=== Stored data ===

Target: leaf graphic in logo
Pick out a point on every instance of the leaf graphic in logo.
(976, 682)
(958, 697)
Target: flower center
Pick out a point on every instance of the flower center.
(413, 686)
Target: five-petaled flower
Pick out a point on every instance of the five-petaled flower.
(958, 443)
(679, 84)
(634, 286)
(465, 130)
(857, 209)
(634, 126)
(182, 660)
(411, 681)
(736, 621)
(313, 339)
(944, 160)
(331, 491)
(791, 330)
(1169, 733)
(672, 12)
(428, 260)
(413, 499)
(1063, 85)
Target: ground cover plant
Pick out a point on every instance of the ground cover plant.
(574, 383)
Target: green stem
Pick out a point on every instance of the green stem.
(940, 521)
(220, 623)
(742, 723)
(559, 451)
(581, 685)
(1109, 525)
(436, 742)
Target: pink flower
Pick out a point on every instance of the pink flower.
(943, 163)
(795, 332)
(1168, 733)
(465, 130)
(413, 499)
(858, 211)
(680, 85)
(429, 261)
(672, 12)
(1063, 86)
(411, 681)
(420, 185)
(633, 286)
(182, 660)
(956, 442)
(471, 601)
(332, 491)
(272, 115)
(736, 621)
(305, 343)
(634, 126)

===
=== Stored data ===

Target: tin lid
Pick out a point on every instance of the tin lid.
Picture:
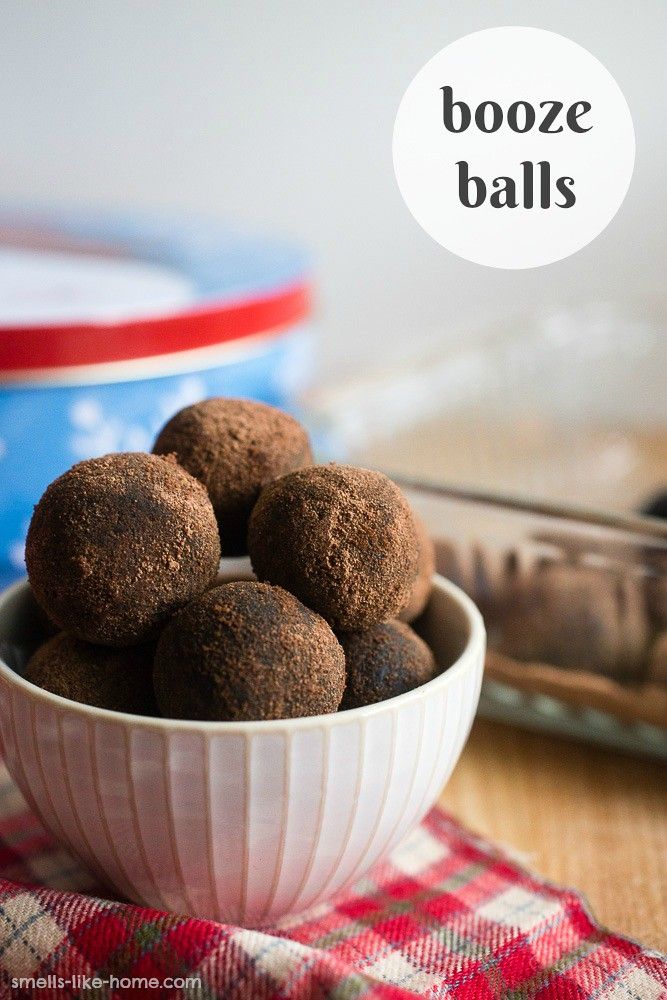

===

**Stated exercise**: From the lines above, extract each one that contains the word "five".

**Output**:
Target: five-petaled flower
Pick out a point on every instance of the five-petaled flower.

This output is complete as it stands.